TASK STATEMENT - Can you resume the article below on the book about the drug war in Ciudad Juárez, picking up after its final sentence?

EXCERPT TO READ -
BEGIN
The Fight to Save Juárez: Life in the Heart of Mexico's Drug War is a 2013 book by Ricardo C. Ainslie, a professor at the University of Texas at Austin. It is published by the University of Texas Press and documents the Mexican Drug War in Ciudad Juárez in the years 2008-2010.

Synopsis
Mayor of Juárez Jose Reyes Ferriz is a central figure in the book. He, along with newspaper reporter Raymundo Ruiz, human rights ombudsman Gustavo de la Rosa, and a mistress named "Elena" are four major sources. Interviews from these sources and others were used in the book. The Villas de Salvárcar massacre is described in this book.

Author's background
The author has dual U.S.-Mexican citizenship and is a filmmaker. He also works at the University of Texas at Austin as a professor of educational psychology. Ainslie was able to connect with not only regular people but also politicians and activists as part of his research.
END
EXTRACTED MATERIAL -
BEGIN
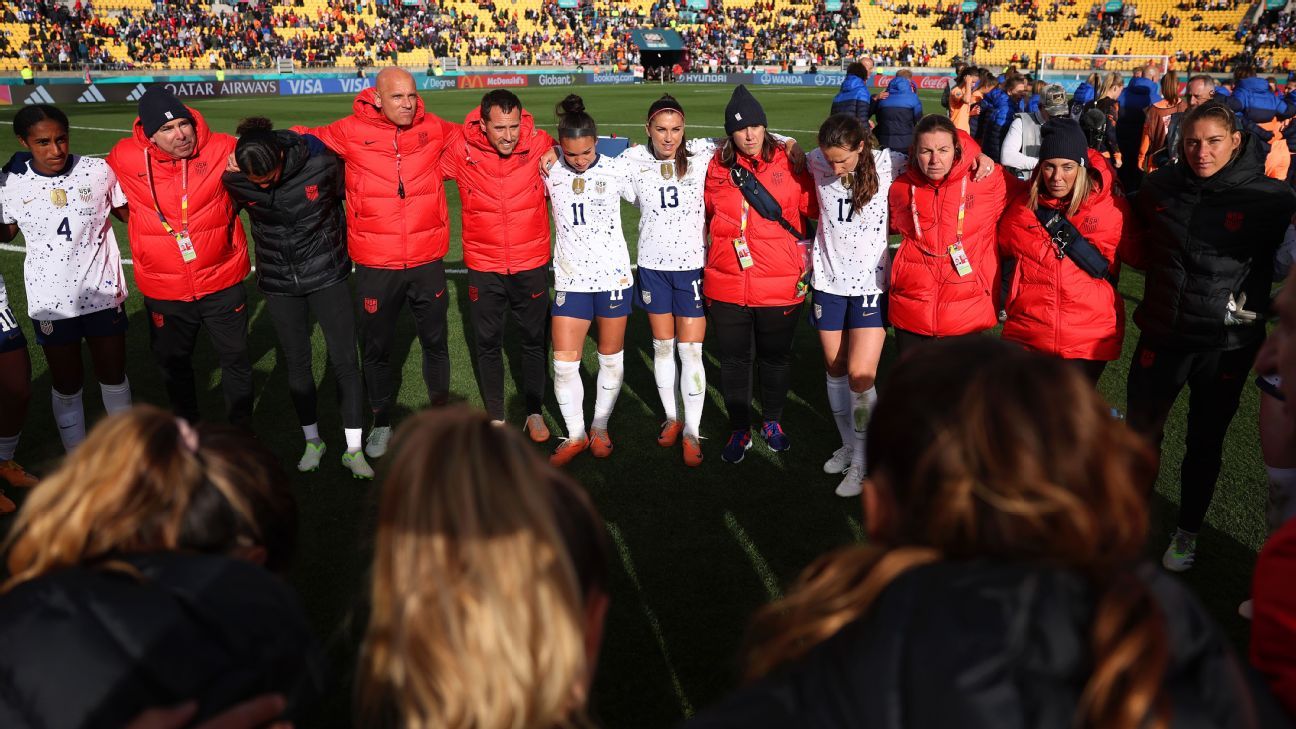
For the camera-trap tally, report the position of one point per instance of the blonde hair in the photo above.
(141, 483)
(485, 558)
(981, 466)
(1078, 192)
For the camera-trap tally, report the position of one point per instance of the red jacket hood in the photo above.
(200, 126)
(366, 108)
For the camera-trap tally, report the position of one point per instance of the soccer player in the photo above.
(191, 256)
(852, 265)
(73, 269)
(591, 275)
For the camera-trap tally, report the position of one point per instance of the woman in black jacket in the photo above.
(1212, 226)
(1002, 585)
(292, 187)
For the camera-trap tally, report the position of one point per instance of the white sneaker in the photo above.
(1182, 551)
(376, 445)
(357, 465)
(311, 457)
(850, 484)
(840, 461)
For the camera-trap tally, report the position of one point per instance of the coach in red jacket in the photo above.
(506, 230)
(397, 231)
(189, 250)
(1054, 306)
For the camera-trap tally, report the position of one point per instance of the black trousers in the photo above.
(761, 331)
(381, 293)
(292, 319)
(526, 295)
(173, 334)
(1215, 382)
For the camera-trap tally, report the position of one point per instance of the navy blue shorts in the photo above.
(670, 292)
(103, 323)
(832, 313)
(11, 334)
(587, 305)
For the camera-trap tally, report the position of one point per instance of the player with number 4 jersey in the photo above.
(591, 276)
(75, 286)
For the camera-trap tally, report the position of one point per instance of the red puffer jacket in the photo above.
(927, 295)
(1054, 306)
(384, 228)
(776, 257)
(506, 223)
(214, 228)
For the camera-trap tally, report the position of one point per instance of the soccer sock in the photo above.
(115, 397)
(861, 411)
(664, 371)
(70, 417)
(839, 401)
(692, 384)
(569, 391)
(353, 439)
(8, 446)
(611, 374)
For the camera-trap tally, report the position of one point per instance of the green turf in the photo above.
(696, 550)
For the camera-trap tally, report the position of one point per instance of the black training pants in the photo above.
(1215, 382)
(766, 332)
(292, 319)
(173, 334)
(381, 293)
(526, 295)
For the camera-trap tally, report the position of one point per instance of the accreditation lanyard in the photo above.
(958, 256)
(182, 236)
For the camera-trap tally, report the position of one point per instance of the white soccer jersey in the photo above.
(671, 210)
(850, 253)
(73, 263)
(590, 252)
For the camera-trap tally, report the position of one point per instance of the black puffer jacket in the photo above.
(989, 646)
(1204, 239)
(298, 225)
(95, 647)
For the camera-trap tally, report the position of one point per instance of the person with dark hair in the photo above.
(592, 276)
(191, 256)
(292, 188)
(1212, 226)
(506, 232)
(757, 263)
(152, 561)
(852, 263)
(1002, 581)
(75, 286)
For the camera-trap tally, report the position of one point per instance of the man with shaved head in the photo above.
(397, 232)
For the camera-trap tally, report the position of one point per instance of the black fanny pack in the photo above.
(1071, 244)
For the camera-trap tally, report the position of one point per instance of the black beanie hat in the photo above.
(743, 110)
(158, 107)
(1063, 139)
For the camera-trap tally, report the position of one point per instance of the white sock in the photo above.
(611, 375)
(839, 401)
(692, 384)
(861, 413)
(115, 397)
(70, 418)
(353, 439)
(1281, 503)
(664, 371)
(569, 392)
(8, 446)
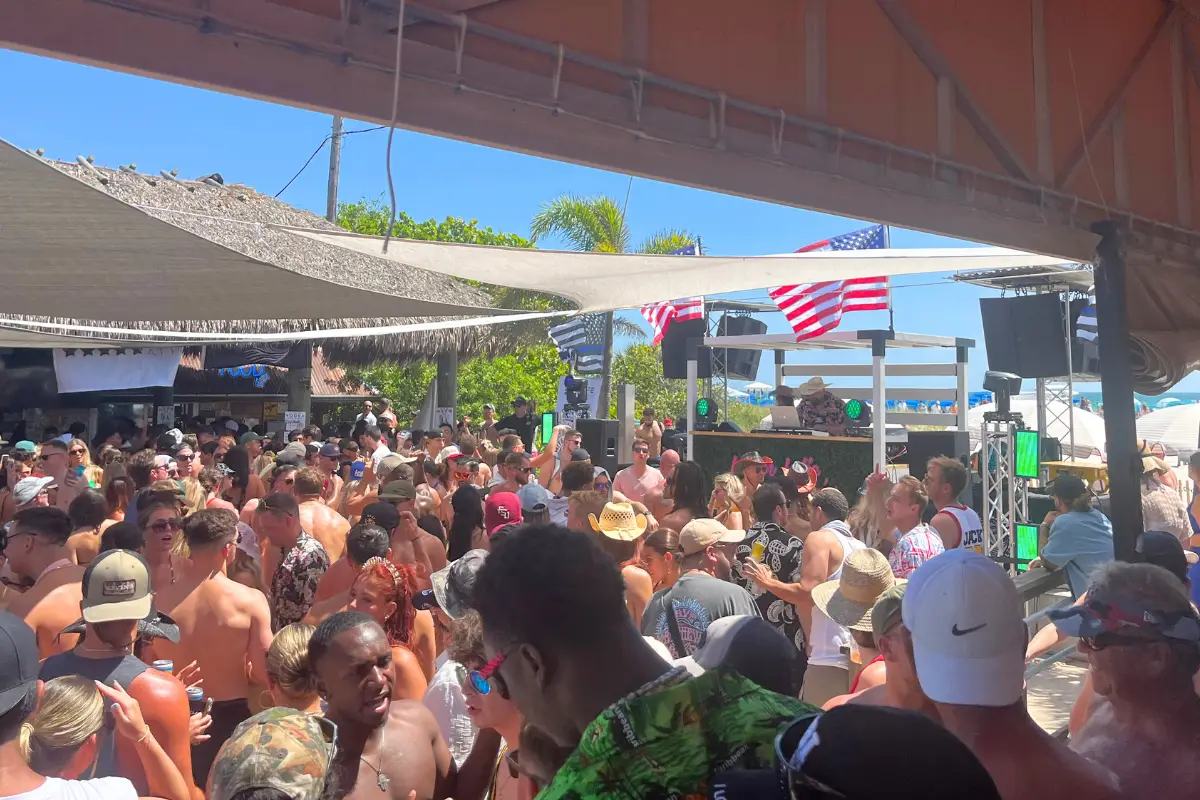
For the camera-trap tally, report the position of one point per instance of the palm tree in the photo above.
(598, 224)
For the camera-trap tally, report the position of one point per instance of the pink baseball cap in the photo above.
(501, 509)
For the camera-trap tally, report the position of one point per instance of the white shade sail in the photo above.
(1090, 434)
(72, 248)
(611, 281)
(1177, 427)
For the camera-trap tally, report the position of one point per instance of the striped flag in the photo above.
(1085, 326)
(661, 314)
(580, 342)
(815, 308)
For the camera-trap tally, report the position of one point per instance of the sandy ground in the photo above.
(1053, 692)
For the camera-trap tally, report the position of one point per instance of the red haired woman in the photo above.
(384, 591)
END
REPLY TO THE TASK -
Reception

Candace E. Griffith of West Virginia University wrote that the book can cater to a wide audience, from politicians to ordinary people.

Kirkus Reviews concluded that the book is "A hard-nosed, cleareyed analysis of a legacy of institutionalized corruption and its dire consequences for human lives."

Publishers Weekly stated "Although not easy to read, this is an important work for any reader concerned about Mexico."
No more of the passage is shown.